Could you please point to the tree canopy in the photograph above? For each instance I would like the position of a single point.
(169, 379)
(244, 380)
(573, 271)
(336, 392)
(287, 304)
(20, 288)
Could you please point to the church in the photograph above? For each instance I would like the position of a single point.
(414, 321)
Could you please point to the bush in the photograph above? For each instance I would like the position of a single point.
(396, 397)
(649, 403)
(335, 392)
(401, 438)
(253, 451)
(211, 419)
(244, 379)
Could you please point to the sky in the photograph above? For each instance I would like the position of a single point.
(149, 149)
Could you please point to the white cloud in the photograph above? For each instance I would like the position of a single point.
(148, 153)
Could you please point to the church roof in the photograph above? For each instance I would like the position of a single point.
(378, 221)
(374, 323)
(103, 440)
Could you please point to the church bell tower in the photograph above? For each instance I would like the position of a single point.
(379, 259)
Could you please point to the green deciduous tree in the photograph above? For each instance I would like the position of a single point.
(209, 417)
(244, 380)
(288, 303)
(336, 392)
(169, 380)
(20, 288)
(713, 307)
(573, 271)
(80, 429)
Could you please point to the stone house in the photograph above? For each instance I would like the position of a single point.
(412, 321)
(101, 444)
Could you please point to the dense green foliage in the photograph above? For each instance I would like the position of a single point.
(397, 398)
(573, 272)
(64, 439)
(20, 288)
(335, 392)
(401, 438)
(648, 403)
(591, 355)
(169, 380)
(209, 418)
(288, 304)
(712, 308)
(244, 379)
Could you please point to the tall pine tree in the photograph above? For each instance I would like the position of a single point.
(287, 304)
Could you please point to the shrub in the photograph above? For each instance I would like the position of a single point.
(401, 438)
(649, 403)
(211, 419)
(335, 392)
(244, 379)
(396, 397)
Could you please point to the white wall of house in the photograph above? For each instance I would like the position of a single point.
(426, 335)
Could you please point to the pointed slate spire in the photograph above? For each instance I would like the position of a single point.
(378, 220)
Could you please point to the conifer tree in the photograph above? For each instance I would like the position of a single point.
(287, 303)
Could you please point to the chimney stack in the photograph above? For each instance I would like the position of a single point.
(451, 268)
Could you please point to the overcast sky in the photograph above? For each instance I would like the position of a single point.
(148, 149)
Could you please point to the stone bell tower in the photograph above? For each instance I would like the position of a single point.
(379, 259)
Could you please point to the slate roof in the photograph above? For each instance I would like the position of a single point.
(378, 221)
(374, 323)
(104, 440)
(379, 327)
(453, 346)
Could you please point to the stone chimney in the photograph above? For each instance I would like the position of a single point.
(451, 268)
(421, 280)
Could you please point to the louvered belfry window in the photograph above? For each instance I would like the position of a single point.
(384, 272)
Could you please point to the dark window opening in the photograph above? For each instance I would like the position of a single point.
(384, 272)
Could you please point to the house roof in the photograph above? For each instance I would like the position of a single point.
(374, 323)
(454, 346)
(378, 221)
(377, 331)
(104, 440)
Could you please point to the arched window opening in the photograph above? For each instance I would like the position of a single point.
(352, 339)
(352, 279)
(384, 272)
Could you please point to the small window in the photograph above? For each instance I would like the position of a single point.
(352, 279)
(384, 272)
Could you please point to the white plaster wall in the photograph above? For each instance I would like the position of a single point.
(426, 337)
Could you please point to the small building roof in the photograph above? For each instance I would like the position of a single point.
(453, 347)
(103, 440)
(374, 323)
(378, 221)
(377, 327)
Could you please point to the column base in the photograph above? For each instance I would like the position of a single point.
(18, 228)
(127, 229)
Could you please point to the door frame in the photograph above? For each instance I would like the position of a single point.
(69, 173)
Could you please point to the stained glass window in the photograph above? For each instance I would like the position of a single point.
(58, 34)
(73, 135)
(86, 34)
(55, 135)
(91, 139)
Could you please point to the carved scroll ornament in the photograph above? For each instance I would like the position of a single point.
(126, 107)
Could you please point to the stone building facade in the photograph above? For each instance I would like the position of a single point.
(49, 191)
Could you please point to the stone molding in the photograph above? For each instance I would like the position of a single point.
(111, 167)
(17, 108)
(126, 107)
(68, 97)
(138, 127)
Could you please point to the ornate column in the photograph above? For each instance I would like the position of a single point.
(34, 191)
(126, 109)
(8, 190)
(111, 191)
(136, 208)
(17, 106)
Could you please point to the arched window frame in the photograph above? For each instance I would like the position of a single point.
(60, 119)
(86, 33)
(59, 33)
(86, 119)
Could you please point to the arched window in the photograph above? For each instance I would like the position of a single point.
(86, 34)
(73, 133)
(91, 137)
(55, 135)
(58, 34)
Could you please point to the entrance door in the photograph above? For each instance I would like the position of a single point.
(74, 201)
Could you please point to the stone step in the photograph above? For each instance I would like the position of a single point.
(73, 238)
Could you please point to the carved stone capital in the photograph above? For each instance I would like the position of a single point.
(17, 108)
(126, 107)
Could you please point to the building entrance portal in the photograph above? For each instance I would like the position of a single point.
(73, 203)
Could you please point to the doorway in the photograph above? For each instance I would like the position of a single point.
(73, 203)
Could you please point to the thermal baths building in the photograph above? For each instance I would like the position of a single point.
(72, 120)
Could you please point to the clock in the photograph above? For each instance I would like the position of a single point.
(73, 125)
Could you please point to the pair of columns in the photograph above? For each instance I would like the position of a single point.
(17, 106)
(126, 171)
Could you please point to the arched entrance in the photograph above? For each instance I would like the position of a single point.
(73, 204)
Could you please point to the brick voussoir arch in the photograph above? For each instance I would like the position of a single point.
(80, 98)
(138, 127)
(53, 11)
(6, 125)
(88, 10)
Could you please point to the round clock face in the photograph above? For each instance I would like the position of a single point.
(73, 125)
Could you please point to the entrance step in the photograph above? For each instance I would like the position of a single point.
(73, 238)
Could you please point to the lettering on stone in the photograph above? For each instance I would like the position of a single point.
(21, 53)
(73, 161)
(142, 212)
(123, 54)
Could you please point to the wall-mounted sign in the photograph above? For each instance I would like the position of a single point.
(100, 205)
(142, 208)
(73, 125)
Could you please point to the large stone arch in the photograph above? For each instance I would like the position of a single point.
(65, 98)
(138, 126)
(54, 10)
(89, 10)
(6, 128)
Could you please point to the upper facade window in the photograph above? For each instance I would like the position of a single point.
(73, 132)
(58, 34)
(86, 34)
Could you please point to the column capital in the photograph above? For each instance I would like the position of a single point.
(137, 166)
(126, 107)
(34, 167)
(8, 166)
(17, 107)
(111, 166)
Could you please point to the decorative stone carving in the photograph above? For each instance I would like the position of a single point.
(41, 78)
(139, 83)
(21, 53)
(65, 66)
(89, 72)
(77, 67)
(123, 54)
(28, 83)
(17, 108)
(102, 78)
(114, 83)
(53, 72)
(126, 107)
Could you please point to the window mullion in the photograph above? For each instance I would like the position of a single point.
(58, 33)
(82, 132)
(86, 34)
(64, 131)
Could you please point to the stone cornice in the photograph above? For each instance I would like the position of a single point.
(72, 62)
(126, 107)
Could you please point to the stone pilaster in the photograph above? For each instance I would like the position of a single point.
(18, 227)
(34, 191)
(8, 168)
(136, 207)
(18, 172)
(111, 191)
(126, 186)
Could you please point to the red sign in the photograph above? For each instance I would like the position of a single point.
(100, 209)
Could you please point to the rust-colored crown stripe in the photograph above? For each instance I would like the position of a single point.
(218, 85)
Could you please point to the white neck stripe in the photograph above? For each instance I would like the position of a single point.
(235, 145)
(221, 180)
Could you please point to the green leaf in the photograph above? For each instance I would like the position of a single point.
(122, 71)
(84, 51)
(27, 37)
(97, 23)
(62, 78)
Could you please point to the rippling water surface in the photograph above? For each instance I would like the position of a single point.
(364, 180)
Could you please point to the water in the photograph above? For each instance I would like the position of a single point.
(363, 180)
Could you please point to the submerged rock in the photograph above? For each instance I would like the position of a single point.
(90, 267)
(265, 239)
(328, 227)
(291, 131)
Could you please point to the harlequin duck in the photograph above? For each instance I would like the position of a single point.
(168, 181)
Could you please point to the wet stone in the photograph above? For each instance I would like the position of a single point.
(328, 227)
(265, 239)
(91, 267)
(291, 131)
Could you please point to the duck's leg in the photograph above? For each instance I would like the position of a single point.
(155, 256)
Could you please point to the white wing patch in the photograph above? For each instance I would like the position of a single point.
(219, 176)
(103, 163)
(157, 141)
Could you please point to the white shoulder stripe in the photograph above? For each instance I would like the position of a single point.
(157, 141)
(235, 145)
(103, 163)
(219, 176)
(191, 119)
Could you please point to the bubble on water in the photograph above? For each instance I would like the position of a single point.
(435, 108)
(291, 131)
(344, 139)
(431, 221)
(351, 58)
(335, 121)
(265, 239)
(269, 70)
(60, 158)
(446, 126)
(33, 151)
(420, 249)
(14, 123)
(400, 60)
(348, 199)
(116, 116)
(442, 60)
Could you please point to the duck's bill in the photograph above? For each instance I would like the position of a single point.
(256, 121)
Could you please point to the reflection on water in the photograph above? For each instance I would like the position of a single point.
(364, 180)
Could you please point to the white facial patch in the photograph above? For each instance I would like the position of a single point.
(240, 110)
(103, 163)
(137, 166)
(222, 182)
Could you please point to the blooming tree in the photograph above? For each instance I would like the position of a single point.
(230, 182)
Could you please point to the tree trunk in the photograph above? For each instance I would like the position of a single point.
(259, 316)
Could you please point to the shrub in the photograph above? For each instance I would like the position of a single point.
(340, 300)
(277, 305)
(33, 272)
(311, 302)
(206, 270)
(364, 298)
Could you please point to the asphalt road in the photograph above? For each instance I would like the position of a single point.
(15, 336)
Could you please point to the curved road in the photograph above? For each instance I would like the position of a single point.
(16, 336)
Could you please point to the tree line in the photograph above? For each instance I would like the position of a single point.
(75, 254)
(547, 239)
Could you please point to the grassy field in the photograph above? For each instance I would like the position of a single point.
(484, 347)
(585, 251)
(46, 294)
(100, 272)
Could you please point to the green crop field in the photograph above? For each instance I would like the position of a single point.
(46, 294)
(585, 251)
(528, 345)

——————

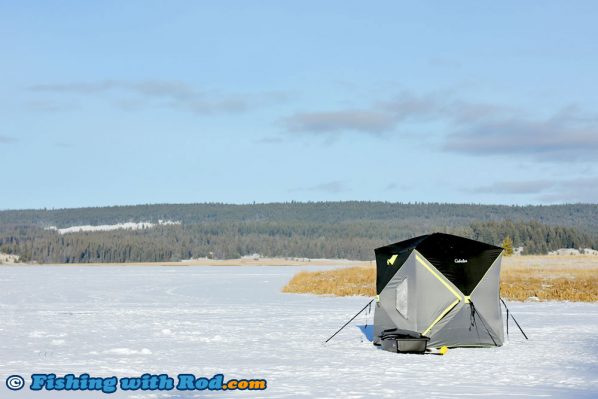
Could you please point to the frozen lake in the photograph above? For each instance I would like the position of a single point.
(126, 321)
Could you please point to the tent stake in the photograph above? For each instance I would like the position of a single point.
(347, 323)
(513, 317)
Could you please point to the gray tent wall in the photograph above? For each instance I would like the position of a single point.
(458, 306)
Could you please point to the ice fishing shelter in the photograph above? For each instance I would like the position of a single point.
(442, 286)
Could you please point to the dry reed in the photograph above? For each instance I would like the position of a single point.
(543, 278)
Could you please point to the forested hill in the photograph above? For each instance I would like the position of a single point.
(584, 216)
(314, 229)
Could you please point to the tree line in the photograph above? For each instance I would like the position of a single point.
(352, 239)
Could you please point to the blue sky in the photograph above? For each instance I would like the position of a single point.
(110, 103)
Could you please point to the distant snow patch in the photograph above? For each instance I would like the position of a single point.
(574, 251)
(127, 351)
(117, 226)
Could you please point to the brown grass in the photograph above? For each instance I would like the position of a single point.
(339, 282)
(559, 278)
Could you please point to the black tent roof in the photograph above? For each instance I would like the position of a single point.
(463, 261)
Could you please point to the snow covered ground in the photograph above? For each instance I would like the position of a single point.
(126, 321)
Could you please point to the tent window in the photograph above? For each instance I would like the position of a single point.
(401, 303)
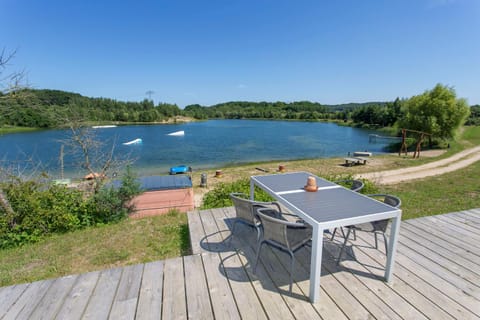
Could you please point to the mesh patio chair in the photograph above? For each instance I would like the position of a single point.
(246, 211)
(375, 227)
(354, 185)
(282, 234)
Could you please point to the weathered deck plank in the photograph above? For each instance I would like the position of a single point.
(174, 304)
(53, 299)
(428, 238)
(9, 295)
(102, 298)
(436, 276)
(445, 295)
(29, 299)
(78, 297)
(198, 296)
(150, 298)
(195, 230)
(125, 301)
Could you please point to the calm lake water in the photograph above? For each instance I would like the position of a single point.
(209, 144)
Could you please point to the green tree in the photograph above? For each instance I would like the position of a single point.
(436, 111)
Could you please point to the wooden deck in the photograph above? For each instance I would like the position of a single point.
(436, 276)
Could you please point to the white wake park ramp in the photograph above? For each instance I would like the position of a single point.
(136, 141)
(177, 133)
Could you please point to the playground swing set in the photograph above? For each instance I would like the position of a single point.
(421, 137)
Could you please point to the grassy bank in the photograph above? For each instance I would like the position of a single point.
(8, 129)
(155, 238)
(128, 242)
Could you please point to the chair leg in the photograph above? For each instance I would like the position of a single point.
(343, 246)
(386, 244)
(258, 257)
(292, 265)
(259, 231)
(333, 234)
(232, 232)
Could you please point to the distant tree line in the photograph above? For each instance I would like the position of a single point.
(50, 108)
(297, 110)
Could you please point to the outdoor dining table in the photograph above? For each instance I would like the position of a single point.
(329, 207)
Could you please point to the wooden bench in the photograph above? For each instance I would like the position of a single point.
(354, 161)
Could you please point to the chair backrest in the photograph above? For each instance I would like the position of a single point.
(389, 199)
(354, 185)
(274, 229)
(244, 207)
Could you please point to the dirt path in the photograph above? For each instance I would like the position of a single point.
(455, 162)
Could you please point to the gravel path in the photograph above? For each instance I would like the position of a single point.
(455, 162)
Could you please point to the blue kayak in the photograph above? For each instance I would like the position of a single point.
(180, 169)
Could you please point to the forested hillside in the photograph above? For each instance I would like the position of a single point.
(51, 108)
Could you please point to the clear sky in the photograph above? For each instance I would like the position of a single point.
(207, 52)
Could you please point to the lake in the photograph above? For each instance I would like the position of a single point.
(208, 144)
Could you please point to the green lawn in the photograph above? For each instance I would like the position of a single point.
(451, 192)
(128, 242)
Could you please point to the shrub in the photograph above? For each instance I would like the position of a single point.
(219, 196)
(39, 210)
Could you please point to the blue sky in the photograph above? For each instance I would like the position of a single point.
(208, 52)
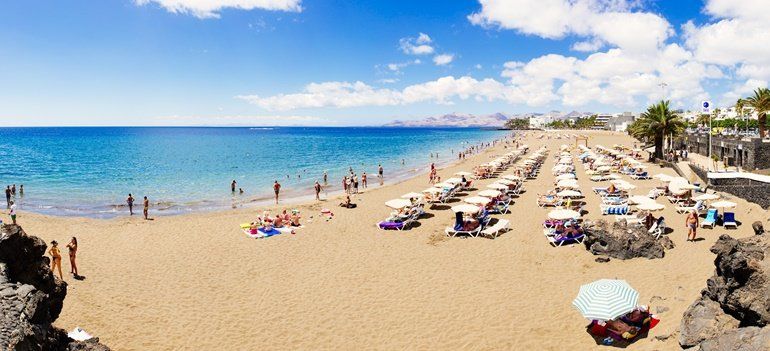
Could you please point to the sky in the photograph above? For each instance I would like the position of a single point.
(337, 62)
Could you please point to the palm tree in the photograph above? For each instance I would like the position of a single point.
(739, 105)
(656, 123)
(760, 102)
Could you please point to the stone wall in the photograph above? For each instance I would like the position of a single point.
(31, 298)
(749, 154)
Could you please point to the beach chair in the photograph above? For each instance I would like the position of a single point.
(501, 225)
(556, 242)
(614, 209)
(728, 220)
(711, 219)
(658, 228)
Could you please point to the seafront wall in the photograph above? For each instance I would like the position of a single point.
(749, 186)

——————

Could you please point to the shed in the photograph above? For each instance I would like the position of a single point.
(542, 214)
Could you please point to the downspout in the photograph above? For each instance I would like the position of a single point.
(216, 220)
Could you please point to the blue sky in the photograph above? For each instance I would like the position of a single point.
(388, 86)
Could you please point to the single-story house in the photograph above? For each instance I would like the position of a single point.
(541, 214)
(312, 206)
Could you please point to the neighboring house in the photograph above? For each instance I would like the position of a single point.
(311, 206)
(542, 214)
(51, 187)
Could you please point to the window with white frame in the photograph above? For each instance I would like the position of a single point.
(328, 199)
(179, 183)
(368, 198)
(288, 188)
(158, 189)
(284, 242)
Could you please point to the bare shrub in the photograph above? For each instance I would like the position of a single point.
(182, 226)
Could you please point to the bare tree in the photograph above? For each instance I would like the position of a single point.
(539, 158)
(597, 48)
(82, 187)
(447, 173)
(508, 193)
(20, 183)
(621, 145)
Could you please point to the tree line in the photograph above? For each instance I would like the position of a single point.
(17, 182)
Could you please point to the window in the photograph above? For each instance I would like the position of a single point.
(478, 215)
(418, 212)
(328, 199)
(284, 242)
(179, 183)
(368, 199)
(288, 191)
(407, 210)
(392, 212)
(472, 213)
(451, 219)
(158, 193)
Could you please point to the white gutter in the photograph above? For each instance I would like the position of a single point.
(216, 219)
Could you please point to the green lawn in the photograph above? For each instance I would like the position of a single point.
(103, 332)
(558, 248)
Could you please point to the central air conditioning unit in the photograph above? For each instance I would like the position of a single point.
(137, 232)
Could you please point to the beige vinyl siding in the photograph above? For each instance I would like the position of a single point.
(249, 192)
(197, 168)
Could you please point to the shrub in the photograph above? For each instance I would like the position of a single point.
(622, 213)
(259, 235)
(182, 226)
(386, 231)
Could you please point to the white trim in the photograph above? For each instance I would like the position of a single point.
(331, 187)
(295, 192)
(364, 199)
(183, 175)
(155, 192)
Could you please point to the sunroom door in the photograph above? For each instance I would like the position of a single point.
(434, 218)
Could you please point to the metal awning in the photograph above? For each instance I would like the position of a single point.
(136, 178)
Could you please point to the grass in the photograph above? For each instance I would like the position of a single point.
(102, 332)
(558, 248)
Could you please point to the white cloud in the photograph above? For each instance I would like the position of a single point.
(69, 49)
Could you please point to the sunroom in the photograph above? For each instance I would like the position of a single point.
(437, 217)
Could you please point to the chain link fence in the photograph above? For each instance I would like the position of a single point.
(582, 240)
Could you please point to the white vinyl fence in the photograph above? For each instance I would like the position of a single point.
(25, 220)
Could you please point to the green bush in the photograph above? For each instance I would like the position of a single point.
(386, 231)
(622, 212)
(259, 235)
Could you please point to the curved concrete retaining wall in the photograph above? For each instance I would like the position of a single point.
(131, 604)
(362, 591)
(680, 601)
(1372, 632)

——————

SHORT TASK ▸
How many lines in the rows above contain the string "opening"? Match case exactly, and reply with the number only.

SOLUTION TO THIS TASK ▸
2